→ Passage:
This invention relates to the production of electrodes for use in molten carbonate fuel cells. In particular it is concerned with anode structures that tend to creep or otherwise distort within the loaded conditions of a fuel cell stack. A typical fuel cell stack for commercial or utility use may contain hundreds of electrodes.
Fuel cells with alkali-metal carbonates as electrolyte are well known and are generally referred to as molten carbonate fuel cells. Such fuel cells and stacks of cells are illustrated and described in U.S. Pat. No. 4,514,475 to Mientek; U.S. Pat. No. 4,411,968 to Reiser et al. and U.S. Pat. No. 4,206,270 to Kunz et al.
Molten carbonate fuel cells have used porous plaques of nickel and nickel alloy as anode structures. These anodes tend to be dimensionally unstable losing thickness by creep distortion within the fuel cell stack. It is well accepted to use chromium additive into the nickel anodes to enhance the structural stability of the plaque. In U.S. Pat. No. 4,239,557 to Thellmann et al., nickel anodes with up to 30 weight percent chromium are disclosed as being thermally stable at elevated temperatures. Typically alloys of at least 10 weight percent chromium are used to stabilize a porous nickel structure for use as a molten carbonate fuel cell anode.
The use of such high levels of chromium in porous nickel anodes not only is expensive but may result in the degeneration of the structure on oxidation of the chromium. Prior efforts to reduce the amount of chromium to less than 5% by weight have resulted in nickel anodes with increased susceptability to creep under fuel cell stack conditions.
Various efforts have been made to stabilize anode structures with low chromium concentrations. Precipitation hardening with elements such as aluminum or titanium in small proportions, solid solution strengthening by impregnating a standard nickel anode with a solution of the strengthening element such as aluminum, copper, tin or chromium and strengthening by second phase dispersed particles, such as CeO.sub.2 or Cr.sub.2 O.sub.3 have been investigated. In some instances promising results have occured. However, in long term operations under simulated fuel cell stack conditions of a hundred hours or more, the initial creep resistance and stability of the anodes have degraded.

Referring expression pointing data:
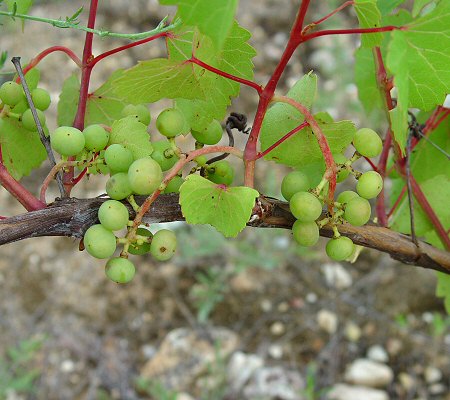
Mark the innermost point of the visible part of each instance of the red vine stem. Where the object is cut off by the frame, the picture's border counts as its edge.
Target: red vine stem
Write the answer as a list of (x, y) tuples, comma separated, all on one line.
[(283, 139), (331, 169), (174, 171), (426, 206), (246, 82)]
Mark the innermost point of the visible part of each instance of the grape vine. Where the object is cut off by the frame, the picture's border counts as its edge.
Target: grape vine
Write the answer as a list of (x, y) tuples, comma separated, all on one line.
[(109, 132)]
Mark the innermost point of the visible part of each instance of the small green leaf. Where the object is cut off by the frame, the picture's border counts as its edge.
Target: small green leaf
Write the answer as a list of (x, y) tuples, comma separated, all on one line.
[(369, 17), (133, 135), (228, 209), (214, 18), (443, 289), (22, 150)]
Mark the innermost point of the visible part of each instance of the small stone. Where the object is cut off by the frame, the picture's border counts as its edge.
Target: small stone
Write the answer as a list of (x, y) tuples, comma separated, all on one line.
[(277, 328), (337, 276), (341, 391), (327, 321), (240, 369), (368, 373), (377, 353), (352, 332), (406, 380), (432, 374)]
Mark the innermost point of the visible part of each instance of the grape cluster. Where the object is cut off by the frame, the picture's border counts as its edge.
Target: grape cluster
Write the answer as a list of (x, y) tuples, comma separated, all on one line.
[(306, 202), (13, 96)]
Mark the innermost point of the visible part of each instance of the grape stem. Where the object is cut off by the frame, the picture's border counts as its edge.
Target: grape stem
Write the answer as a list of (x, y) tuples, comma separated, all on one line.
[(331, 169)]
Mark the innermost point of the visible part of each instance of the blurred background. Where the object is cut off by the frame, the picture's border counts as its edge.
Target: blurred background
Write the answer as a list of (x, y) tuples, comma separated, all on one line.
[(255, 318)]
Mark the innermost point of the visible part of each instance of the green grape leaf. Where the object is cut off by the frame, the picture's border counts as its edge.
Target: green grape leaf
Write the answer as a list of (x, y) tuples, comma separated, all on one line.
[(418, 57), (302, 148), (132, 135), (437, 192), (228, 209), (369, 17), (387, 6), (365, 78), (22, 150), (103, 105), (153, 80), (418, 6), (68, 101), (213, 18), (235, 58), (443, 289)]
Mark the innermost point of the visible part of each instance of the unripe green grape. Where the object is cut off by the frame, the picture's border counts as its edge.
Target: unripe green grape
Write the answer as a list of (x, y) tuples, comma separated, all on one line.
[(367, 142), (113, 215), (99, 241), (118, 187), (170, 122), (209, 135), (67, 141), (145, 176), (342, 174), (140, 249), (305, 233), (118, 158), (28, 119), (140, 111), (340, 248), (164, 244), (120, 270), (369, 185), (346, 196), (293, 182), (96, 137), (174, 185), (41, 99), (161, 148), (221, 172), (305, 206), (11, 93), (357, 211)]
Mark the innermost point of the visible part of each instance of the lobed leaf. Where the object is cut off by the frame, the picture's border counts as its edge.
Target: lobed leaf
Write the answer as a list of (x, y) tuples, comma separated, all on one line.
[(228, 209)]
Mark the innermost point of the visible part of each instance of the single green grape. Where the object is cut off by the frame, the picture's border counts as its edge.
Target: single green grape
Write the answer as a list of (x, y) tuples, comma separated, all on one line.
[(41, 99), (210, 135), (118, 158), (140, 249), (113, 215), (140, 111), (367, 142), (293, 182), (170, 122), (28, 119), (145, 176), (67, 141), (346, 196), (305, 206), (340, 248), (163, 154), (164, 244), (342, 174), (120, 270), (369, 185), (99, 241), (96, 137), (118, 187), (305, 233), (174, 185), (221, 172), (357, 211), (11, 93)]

→ Problem 1:
From the fuel cell passage above, extract the text word for word from "The use of such" up to and including "cell stack conditions.".
→ Problem 2:
Condense the paragraph of the fuel cell passage that begins "Molten carbonate fuel cells have used porous plaques", keeping its main facts.
→ Problem 3:
Answer these questions from the fuel cell passage:
(a) How many electrodes may a typical fuel cell stack for commercial or utility use contain?
(b) What two drawbacks of using high levels of chromium in porous nickel anodes are given?
(c) After how long under simulated fuel cell stack conditions did the anodes' initial creep resistance and stability degrade?

→ Expected output 1:
The use of such high levels of chromium in porous nickel anodes not only is expensive but may result in the degeneration of the structure on oxidation of the chromium. Prior efforts to reduce the amount of chromium to less than 5% by weight have resulted in nickel anodes with increased susceptability to creep under fuel cell stack conditions.

→ Expected output 2:
Molten carbonate fuel cells have used porous nickel and nickel-alloy plaques as anodes. These anodes lose thickness by creep distortion within the stack. Adding chromium to improve structural stability is well accepted. U.S. Pat. No. 4,239,557 to Thellmann et al. discloses nickel anodes with up to 30 weight percent chromium as thermally stable at elevated temperatures. Alloys of at least 10 weight percent chromium are typical.

→ Expected output 3:
(a) Hundreds.
(b) It is expensive, and it may cause the structure to degenerate when the chromium oxidizes.
(c) A hundred hours or more.